Collection entries
■ ■ ■ ■

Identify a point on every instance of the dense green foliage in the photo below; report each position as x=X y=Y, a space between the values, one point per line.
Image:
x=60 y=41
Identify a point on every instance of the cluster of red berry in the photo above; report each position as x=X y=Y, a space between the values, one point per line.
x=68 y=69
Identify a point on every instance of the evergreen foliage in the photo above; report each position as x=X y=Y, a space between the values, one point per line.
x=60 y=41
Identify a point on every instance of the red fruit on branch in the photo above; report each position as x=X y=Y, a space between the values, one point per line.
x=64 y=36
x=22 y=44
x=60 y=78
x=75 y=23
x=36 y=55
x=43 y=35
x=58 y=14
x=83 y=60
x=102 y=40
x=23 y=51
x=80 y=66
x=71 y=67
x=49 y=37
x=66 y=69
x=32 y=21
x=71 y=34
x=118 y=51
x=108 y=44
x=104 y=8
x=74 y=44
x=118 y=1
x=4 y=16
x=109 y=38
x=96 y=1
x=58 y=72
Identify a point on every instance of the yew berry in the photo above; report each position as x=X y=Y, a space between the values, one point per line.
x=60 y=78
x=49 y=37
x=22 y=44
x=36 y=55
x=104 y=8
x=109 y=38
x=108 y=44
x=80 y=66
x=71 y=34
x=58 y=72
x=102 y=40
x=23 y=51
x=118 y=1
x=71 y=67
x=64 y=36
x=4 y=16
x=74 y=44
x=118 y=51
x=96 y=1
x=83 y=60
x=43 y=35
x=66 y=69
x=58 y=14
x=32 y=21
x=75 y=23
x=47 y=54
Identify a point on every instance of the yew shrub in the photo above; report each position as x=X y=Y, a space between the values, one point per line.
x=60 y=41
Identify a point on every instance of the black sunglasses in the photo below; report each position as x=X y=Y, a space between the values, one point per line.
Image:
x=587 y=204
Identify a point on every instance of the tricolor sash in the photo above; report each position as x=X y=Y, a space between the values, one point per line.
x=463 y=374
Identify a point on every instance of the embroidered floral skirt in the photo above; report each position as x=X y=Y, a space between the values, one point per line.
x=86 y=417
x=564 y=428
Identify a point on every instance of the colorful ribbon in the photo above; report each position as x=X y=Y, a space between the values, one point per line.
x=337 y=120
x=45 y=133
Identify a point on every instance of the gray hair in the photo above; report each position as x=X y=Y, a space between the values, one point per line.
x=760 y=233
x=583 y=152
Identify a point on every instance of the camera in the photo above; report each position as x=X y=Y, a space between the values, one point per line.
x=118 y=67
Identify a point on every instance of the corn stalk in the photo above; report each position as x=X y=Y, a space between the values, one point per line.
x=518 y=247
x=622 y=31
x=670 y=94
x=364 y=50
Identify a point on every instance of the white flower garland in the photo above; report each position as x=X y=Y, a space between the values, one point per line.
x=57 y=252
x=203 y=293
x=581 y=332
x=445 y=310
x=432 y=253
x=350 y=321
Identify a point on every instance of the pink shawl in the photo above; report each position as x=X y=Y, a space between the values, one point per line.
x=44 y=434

■ ■ ■ ■

Every line above that includes the word "below" should be listed.

*Response area*.
Identify a point on every instance of the dense green foliage in the photo below; report each position as x=X y=Y, a space between the values, one point per line.
Identify a point on every instance of the black sunglasses in the photo below; report each position as x=X y=Y, a space between the values, one point per line.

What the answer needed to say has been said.